Object point labels

§

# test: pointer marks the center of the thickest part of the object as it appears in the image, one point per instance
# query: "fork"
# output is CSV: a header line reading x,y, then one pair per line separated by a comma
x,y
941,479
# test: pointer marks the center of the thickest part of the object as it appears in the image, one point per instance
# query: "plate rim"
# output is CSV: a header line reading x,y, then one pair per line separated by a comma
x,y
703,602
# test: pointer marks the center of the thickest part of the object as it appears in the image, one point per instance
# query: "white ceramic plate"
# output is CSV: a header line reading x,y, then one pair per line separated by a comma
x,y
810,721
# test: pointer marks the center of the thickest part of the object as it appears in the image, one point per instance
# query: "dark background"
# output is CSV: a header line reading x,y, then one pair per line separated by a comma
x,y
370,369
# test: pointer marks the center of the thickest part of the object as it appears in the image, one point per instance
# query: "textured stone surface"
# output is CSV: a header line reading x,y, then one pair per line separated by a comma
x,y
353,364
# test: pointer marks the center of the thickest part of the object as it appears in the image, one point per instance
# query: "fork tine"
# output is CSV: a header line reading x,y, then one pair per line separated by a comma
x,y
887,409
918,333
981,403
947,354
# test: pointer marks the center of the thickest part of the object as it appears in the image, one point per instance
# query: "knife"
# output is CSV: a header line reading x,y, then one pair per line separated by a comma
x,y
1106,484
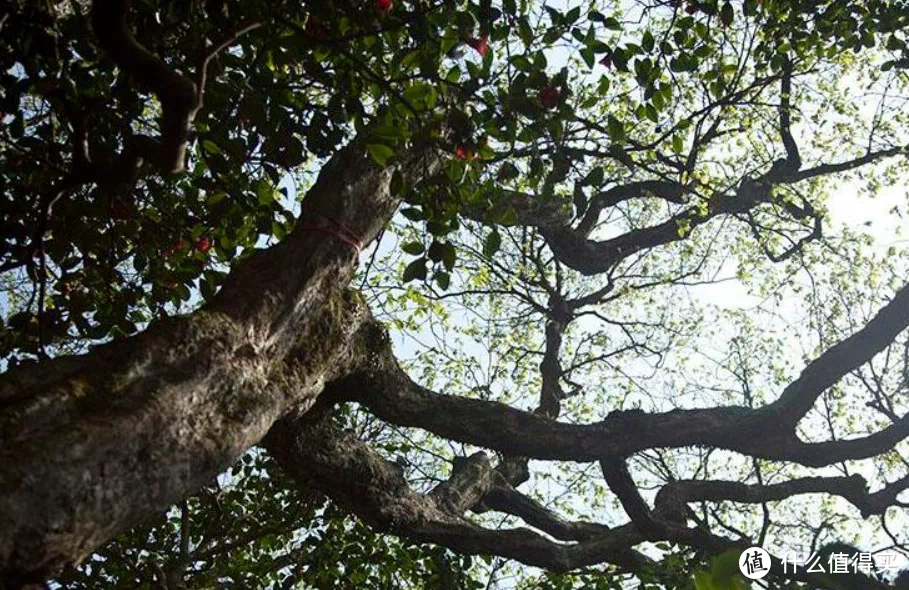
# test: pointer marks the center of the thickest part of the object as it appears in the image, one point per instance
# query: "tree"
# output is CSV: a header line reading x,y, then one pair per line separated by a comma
x,y
565,173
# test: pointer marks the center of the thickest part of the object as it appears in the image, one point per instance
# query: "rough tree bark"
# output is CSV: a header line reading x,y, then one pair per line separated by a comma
x,y
93,444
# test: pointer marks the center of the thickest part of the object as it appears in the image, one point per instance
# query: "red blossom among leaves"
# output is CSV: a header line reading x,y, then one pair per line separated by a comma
x,y
480,44
549,97
463,153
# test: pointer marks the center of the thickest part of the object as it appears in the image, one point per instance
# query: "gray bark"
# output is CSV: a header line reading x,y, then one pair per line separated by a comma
x,y
91,445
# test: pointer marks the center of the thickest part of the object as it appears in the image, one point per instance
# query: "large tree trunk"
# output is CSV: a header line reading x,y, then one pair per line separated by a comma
x,y
91,445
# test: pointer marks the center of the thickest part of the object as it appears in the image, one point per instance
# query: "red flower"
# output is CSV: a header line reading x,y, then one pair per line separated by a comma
x,y
480,45
549,97
463,153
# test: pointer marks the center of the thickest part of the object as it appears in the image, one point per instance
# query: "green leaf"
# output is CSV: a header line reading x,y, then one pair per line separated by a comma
x,y
727,14
414,248
595,177
380,153
416,270
443,279
611,23
265,192
211,147
492,244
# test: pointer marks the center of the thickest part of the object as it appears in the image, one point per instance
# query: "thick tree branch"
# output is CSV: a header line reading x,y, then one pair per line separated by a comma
x,y
853,488
167,410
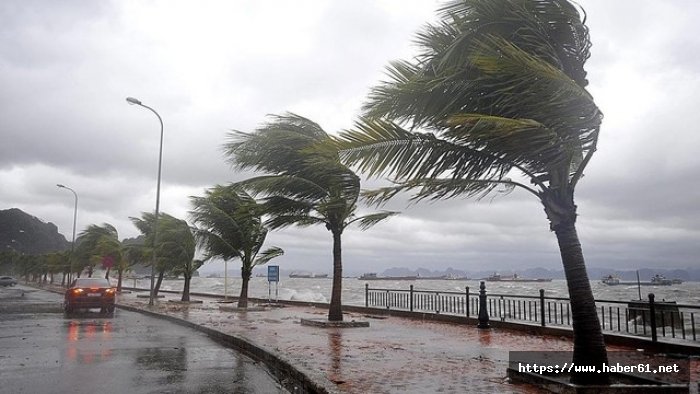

§

> **Objective**
Please collect every line of the listing that contains the string "tree", treating uppercase and lowercase letters as different.

> **Written reply**
# query: "tree"
# query: "rough tree bark"
# query: "large tree trunk"
# query: "thick tree branch"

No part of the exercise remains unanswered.